● **The problem**:
Which of the lines below contain the string "sample"? Pull each one out of the data.

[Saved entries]
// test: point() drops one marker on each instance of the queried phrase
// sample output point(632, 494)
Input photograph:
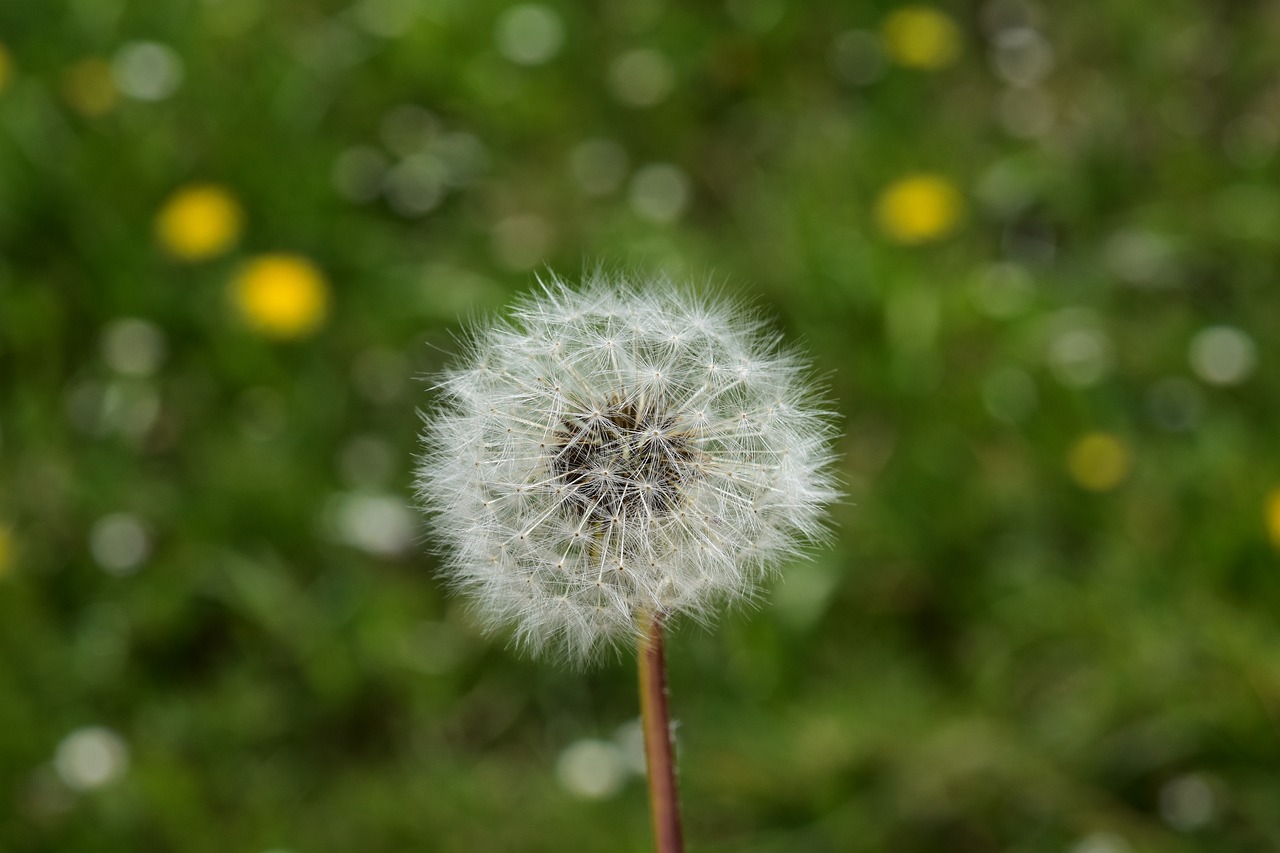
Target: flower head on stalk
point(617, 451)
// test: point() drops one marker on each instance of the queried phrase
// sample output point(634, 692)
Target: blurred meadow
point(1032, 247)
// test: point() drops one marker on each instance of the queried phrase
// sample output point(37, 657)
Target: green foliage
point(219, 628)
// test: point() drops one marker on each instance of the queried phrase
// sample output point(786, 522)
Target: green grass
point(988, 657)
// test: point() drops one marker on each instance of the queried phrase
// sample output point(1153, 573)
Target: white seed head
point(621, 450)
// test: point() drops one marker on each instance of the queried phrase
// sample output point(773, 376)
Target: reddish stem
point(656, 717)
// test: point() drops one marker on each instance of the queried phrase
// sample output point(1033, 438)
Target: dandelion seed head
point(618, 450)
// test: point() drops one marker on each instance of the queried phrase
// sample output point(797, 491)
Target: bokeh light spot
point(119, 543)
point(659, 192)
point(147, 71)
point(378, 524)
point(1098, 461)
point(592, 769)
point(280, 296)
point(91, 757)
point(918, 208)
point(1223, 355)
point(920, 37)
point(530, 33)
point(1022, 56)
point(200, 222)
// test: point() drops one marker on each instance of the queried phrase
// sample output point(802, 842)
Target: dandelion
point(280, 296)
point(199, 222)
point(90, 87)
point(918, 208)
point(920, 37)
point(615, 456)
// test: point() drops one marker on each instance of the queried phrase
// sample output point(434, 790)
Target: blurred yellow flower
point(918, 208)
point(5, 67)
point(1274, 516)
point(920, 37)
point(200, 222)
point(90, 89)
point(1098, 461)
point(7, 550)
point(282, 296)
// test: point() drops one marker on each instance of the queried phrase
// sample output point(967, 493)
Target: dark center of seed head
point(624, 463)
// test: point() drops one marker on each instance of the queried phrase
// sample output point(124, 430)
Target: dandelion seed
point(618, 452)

● **Answer for this exercise**:
// sample output point(632, 494)
// sample output point(634, 692)
// sample output point(37, 657)
// sample output point(786, 522)
// sample output point(1153, 573)
// sample output point(773, 376)
// sample output point(1033, 438)
// sample output point(797, 491)
// sample output point(802, 842)
// sample output point(434, 790)
// sample output point(967, 493)
// sample output point(124, 430)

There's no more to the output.